- **Extract provided**:
== == ==
One point especially has already attracted a degree of confusion: The fact that the bishop’s statement is described as “guidance” has meant that some have taken this to be of no real force, just offering some guidelines that people may follow or not as they wish and so will not have any impact.

This misses the role that bishops’ guidance has. It is the basis on which many liturgical texts and practices are permitted within the Church of England. Previous “pastoral guidance” issued by the House of Bishops was also recognised as evidence for the doctrine of the Church of England, in the Pemberton Employment Appeal Tribunal for example, with disciplinary consequences.

Others, seeing all this, have expressed concern that churches will be forced to offer this service. That concern may be misplaced — since it is “pastoral guidance” there is pastoral discretion whether to offer the service or not. It does not seem mandatory to do so, though some clarity on that would be welcomed because this could have significant impact on those who in good conscience cannot follow this guidance and celebrate an action that they would consider regrettable, unwise, and even wrong (on the basis of some scientific studies as well as from a theological point of view).
== == ==
- **Data supplied**:

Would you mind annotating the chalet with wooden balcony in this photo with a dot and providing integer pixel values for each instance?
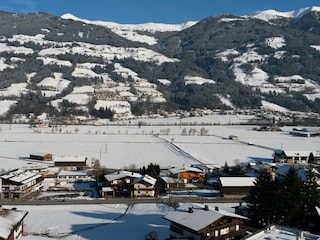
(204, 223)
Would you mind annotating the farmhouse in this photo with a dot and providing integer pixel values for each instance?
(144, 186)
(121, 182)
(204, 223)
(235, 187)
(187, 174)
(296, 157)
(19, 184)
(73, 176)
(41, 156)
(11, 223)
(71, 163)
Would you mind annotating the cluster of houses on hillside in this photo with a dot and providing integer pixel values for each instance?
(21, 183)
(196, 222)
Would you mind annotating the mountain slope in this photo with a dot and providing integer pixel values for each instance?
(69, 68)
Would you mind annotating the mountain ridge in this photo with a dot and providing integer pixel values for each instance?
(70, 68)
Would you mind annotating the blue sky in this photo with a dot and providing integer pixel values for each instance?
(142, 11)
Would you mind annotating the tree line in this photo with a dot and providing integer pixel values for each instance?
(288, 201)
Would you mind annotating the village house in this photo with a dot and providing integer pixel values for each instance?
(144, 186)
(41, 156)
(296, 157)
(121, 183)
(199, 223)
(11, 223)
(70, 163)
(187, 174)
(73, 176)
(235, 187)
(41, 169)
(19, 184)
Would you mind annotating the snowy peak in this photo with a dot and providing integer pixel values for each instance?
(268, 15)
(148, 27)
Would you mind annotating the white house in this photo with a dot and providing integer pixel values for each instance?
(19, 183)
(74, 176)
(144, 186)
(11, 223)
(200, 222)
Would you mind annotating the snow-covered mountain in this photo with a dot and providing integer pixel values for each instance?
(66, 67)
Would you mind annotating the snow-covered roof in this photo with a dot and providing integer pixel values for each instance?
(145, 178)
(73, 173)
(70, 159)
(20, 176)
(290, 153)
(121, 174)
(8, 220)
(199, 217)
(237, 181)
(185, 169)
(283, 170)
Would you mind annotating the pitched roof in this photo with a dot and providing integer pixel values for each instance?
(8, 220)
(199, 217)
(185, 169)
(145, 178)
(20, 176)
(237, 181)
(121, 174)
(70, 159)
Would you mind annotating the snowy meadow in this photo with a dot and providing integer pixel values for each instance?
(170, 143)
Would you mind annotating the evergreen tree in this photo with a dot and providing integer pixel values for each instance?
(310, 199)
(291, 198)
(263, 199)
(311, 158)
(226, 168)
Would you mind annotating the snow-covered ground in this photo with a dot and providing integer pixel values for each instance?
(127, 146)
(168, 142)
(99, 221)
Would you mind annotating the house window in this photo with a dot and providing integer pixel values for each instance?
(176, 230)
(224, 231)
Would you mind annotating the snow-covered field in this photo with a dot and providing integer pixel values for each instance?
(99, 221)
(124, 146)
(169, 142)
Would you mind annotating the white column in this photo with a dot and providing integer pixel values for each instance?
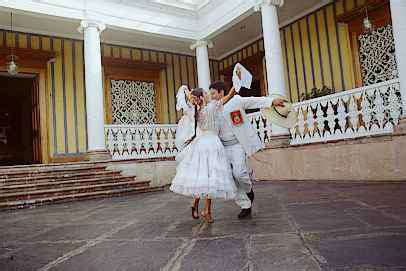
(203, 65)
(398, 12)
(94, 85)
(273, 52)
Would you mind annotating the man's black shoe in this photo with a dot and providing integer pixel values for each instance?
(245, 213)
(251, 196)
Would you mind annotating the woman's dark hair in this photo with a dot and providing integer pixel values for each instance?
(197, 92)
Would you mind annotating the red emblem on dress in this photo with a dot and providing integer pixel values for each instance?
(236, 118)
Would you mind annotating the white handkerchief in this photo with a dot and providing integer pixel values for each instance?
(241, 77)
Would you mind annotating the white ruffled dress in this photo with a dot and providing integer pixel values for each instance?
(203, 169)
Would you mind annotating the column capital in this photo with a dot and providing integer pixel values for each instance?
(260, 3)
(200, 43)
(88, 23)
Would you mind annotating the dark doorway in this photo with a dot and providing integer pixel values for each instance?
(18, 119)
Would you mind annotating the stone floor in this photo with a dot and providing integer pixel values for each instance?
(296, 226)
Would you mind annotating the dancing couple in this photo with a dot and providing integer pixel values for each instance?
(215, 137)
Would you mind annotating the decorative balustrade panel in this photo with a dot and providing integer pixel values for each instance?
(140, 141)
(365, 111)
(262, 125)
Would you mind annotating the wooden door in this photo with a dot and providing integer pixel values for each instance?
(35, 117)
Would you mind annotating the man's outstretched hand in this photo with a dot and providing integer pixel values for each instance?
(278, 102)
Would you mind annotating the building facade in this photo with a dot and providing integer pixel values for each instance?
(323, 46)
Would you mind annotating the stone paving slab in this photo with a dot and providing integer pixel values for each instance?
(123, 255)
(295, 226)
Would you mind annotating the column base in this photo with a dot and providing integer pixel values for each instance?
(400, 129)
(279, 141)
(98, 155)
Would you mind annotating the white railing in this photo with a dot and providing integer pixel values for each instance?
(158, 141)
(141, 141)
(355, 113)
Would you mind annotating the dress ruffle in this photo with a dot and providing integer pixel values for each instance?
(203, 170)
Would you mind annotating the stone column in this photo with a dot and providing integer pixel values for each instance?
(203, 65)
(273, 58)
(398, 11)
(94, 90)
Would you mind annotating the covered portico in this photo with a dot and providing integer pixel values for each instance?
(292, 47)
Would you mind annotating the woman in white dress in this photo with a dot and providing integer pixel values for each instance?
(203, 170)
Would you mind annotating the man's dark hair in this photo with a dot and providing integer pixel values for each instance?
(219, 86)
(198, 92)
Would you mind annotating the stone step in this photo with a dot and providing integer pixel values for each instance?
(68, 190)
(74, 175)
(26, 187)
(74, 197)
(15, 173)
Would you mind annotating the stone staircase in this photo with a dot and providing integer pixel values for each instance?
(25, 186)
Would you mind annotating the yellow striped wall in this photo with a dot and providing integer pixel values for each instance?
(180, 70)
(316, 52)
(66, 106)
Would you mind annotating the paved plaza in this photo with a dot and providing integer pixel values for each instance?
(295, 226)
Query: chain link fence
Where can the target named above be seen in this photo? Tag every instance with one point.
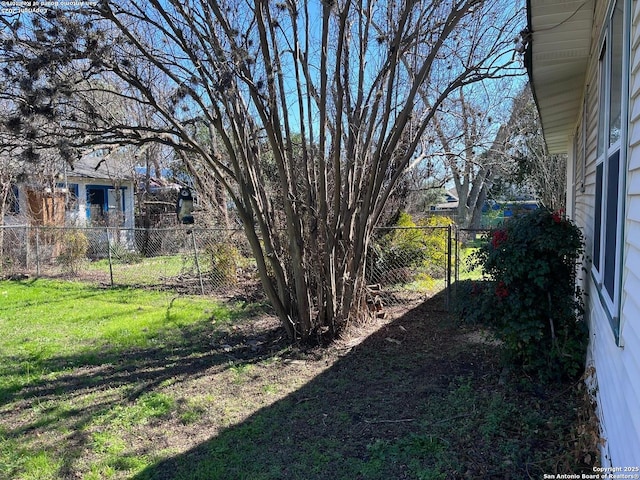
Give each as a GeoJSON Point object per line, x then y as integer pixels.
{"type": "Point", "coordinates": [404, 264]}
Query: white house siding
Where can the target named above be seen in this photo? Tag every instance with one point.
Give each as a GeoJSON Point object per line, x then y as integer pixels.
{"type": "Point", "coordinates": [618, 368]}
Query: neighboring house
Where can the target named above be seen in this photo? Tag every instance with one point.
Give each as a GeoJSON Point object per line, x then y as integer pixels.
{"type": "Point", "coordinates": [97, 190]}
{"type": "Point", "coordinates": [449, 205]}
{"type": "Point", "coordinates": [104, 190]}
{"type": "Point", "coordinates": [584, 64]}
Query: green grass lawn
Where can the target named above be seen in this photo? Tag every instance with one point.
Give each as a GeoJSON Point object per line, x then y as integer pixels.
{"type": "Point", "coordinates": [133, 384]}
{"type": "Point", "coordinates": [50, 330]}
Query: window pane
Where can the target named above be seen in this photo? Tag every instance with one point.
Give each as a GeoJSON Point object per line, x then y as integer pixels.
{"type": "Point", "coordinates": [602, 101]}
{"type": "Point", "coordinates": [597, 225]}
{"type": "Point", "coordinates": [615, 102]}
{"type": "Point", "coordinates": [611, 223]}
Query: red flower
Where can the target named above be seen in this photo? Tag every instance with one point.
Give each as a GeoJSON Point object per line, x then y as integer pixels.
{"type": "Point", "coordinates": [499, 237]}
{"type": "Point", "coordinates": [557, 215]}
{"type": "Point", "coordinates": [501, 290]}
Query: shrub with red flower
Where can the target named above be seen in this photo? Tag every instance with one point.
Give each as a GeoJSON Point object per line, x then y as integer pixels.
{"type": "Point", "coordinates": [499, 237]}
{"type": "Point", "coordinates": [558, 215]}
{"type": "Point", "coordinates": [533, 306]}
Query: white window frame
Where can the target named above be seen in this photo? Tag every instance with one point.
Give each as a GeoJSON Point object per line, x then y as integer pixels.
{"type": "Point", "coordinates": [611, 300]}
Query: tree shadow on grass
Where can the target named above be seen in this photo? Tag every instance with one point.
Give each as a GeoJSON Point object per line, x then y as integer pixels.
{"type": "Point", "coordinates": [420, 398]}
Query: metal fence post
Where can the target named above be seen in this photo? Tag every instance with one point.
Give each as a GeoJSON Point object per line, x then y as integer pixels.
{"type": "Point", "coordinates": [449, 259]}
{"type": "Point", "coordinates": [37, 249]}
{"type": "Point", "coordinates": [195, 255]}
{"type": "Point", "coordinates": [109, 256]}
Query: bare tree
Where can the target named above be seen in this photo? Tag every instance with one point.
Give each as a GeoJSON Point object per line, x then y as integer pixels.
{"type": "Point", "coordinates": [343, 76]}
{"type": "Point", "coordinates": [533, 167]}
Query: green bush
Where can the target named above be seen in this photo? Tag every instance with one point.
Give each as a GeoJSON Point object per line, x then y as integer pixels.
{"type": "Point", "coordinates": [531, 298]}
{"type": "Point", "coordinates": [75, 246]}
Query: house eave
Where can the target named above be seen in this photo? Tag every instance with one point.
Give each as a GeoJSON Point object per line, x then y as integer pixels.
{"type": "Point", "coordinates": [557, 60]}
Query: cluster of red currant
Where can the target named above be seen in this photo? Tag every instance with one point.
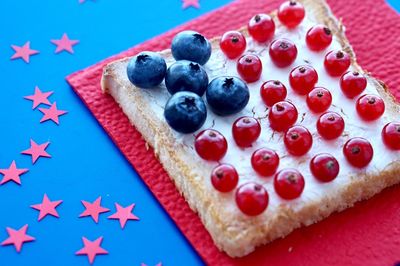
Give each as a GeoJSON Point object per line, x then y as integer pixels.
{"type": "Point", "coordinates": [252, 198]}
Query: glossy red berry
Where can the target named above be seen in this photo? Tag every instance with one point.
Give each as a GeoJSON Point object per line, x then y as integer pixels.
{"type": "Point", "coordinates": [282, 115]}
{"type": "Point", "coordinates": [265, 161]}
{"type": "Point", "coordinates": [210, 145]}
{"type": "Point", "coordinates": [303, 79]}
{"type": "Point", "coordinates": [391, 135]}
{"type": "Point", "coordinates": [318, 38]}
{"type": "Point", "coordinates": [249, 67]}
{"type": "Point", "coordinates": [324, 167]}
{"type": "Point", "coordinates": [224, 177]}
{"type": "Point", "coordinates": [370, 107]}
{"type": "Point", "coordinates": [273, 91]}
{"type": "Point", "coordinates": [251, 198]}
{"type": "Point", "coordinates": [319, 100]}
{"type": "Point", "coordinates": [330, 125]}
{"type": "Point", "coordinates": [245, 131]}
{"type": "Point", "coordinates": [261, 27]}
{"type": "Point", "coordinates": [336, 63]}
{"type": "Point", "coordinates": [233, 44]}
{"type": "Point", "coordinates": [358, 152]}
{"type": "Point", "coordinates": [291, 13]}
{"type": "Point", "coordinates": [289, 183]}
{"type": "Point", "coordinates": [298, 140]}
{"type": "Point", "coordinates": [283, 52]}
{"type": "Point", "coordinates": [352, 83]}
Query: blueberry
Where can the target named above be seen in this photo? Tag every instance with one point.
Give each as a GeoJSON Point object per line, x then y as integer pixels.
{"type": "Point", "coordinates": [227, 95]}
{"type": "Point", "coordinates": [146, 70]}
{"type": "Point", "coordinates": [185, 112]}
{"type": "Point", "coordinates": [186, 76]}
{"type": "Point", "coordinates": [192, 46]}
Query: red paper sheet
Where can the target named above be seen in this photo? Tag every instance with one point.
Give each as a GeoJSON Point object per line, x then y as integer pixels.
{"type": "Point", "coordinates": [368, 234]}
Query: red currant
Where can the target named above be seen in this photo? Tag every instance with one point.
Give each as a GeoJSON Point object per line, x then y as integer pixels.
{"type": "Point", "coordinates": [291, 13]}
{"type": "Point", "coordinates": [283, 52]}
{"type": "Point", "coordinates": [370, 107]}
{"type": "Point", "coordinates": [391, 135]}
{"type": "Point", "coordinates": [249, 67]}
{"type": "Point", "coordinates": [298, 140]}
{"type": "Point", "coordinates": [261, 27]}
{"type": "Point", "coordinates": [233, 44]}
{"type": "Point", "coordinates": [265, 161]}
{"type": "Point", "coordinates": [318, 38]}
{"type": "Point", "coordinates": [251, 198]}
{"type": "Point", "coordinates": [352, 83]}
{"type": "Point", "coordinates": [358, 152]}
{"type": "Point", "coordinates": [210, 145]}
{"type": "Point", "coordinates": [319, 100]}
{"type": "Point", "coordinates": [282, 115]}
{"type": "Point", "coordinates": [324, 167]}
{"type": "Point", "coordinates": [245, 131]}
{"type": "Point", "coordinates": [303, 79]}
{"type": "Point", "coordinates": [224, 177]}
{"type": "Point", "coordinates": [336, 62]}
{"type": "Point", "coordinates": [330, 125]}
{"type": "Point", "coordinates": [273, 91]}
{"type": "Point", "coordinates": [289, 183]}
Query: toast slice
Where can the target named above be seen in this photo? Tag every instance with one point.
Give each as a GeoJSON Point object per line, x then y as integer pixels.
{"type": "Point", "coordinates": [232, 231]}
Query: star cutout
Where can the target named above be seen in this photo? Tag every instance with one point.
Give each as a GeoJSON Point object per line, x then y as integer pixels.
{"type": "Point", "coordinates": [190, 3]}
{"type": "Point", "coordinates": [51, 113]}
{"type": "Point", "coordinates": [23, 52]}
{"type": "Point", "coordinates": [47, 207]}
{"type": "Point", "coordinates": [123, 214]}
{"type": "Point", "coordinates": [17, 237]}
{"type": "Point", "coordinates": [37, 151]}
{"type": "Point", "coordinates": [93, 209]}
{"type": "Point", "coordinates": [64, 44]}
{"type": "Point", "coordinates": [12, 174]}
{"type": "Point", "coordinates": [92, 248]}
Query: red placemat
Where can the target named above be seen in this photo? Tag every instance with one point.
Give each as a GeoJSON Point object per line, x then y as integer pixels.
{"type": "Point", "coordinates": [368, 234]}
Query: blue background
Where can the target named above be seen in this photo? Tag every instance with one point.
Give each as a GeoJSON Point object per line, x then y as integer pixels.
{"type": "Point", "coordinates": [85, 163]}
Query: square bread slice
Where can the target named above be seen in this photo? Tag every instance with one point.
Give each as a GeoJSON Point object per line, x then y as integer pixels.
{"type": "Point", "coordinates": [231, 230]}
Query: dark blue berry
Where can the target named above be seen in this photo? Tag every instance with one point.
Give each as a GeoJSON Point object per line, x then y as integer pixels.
== == ==
- **Task set**:
(a) Return verbatim the portion of the extract on the bishops' pastoral guidance that begins at the words "Others, seeing all" and ends after the words "point of view).".
(b) Resume the extract on the bishops' pastoral guidance, continuing after its final sentence.

- **Answers for each item**:
(a)
Others, seeing all this, have expressed concern that churches will be forced to offer this service. That concern may be misplaced — since it is “pastoral guidance” there is pastoral discretion whether to offer the service or not. It does not seem mandatory to do so, though some clarity on that would be welcomed because this could have significant impact on those who in good conscience cannot follow this guidance and celebrate an action that they would consider regrettable, unwise, and even wrong (on the basis of some scientific studies as well as from a theological point of view).

(b)
However, even though this may not change what happens in a particular parish church, it does affect the context within which we all operate, and it sends conflicting signals to our communities and our nation. It strongly implies that gender transition is a good thing to do, which most are far from convinced it is.

In other ways, this is also deeply un-pastoral. The guidance says, “If members of their family are to be present, the minister will wish to be sensitive to their pastoral needs.” Yet it fails to give any pastoral guidance on how to deal with pertinent complexities, such as how to be sensitive to those family members who may have been negatively impacted by a transition (e.g. because it precipitated a marital breakdown or other pastoral difficulties) and who may be deeply hurt by the holding of such a service.

Consequences
There are two consequences for our situation in the Church of England: one for the bishops and one for evangelicals more generally.

As Anglicans, we take our bishops seriously. However, offering pastoral guidance that has no clear or careful engagement with Scripture and doctrine makes that harder. The bishops suggest various biblical readings as “appropriate” for a celebration of transition, such as Genesis 17 where God changes Sarai’s name to Sarah, and Genesis 32 where Jacob is given the new name Israel. These suggest a highly superficial handling of Scripture to make them seem relevant.

It would have been much better to act on more substantial and careful theological and biblical reflection, perhaps in the forthcoming suite of documents called Living in Love and Faith that we are promised in 2020. It is a great pity this has been pre-empted.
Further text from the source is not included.